| Work to be completed |
Please write out every line of the data below as a numbered list, skipping blank lines and leaving the pictures out.

| Excerpted records |
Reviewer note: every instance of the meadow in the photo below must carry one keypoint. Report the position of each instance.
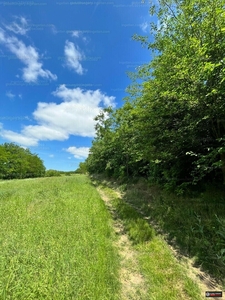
(56, 241)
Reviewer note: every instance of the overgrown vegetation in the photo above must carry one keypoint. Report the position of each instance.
(171, 127)
(17, 162)
(164, 277)
(193, 225)
(56, 241)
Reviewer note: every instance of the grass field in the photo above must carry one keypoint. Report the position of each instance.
(56, 241)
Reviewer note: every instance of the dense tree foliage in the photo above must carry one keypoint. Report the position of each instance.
(17, 162)
(171, 128)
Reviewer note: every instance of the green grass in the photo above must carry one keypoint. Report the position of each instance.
(196, 225)
(165, 278)
(56, 241)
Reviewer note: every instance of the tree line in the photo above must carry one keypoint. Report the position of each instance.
(17, 163)
(171, 128)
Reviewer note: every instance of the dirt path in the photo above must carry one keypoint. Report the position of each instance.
(133, 283)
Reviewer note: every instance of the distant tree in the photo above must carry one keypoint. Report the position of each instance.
(52, 173)
(82, 169)
(17, 162)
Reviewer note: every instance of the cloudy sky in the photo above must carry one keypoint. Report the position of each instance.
(60, 64)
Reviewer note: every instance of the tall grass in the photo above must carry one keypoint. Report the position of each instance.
(56, 241)
(195, 224)
(164, 277)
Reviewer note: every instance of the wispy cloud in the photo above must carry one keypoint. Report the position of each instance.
(28, 56)
(144, 26)
(10, 95)
(73, 116)
(79, 153)
(20, 26)
(73, 57)
(76, 33)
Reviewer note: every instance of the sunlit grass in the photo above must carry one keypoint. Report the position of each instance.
(165, 278)
(55, 241)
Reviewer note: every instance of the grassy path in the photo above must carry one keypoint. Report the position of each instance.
(56, 241)
(70, 238)
(164, 277)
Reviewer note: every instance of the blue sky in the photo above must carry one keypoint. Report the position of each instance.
(60, 64)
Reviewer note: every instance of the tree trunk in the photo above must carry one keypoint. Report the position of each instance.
(222, 156)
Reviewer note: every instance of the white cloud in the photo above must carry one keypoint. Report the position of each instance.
(79, 153)
(18, 138)
(73, 116)
(76, 33)
(29, 56)
(10, 95)
(144, 26)
(19, 27)
(73, 57)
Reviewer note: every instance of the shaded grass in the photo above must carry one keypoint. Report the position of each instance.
(56, 241)
(164, 276)
(195, 225)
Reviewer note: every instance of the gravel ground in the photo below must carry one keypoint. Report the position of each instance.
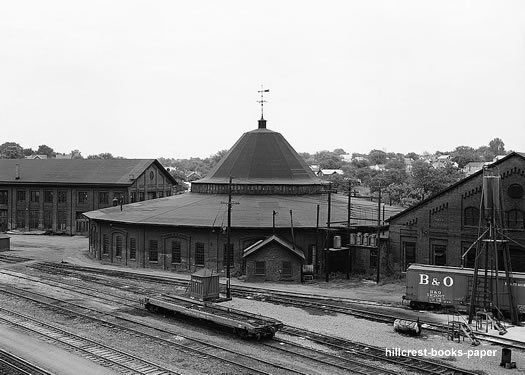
(383, 335)
(73, 249)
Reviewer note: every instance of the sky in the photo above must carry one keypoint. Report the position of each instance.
(179, 79)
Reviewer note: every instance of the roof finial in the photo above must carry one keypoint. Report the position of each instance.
(262, 121)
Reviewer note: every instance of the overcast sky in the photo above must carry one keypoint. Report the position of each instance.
(145, 79)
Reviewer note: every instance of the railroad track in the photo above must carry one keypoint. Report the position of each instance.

| The answer |
1. Reviewer note: every instance of the meadow in the photo below must carry one keypoint. Report the position of each instance.
2. (56, 241)
3. Reviewer note: every instance of the overgrown vegetation in the photo above must carry one keypoint. Report the position of each instance.
4. (171, 127)
5. (17, 162)
6. (164, 277)
7. (193, 225)
8. (56, 241)
9. Reviewer note: every instance of the grass field in the photo above must carry one keypoint. Report the position of each instance.
10. (56, 241)
11. Reviewer note: every instance of the dense tree foliage in the photo above must carry one keypoint. Report the position of each instance.
12. (17, 162)
13. (171, 128)
14. Reviewer note: every instance of the green grass in the photo above must carry one keypoint. Report the position of each instance.
15. (196, 225)
16. (165, 278)
17. (56, 241)
18. Reviewer note: every instance of the tree line in the photo above must carry one keypoint. Report the position of each instance.
19. (17, 163)
20. (171, 128)
21. Reviewer note: every instance of the dirt path in the photo above must carry one keypoint. Report the position of each instance.
22. (133, 283)
23. Reviewer note: every instance of the distant tree in the photo above must carry one keypoint. Report the position of each instance.
24. (52, 173)
25. (82, 169)
26. (17, 162)
27. Reviewer note: every instance of the cloudy sky in the photo above must carry one keypoint. Report the position of each instance.
28. (60, 64)
29. Reviewer note: every instance of the tall grass in the photo above must carry one keypoint. Report the position of each instance.
30. (56, 241)
31. (195, 224)
32. (164, 277)
33. Reviewer note: every instance of the wispy cloud in the photo above must carry one keypoint. Report the position of each instance.
34. (28, 56)
35. (144, 26)
36. (10, 95)
37. (73, 116)
38. (79, 153)
39. (20, 26)
40. (73, 57)
41. (76, 33)
42. Reviewer note: every instance of the sunlit grass in the photo above must carry one keypoint. Report the position of each instance.
43. (165, 278)
44. (55, 241)
45. Reviewer note: every instance of the grassy path in the photo above must carry one keypoint. Report the position of each instance.
46. (56, 241)
47. (70, 238)
48. (164, 277)
49. Reviewer note: every instance of the blue sky in the photo above must carry one keypoint. Report the position of each instance.
50. (60, 64)
51. Reviewer note: every instance of the tree trunk in the photo above must carry one keypoint. Report the position of each instance.
52. (222, 156)
53. Reviewer note: every instance of the white cloud in the photo above must carry one keypoint. Report the position of each instance.
54. (79, 153)
55. (18, 138)
56. (73, 116)
57. (76, 33)
58. (29, 56)
59. (10, 95)
60. (144, 26)
61. (19, 27)
62. (73, 57)
63. Reviewer note: every instance of the shaded grass in the photo above must carry one keypoint. Report the position of each instance.
64. (56, 241)
65. (164, 276)
66. (195, 225)
67. Reviewer note: every instance of the gravel ground in the photo below must carry one keypoint. Report the position of each instance.
68. (383, 335)
69. (73, 249)
70. Reviewer note: every instance of the sky in the photo above must carry one keypoint. Report the position of each instance.
71. (179, 79)
72. Reviewer note: every instance of the roof finial in the photo above must carry one keypoint. Report the position of each instance.
73. (262, 121)
74. Reviewer note: every instance of the overcast sky in the photo above must carry one keypoint. Report the position of each instance.
75. (145, 79)
76. Reviewer note: every instance of the railroad track in the photo above must carry one keypoint. Report the position of each instance.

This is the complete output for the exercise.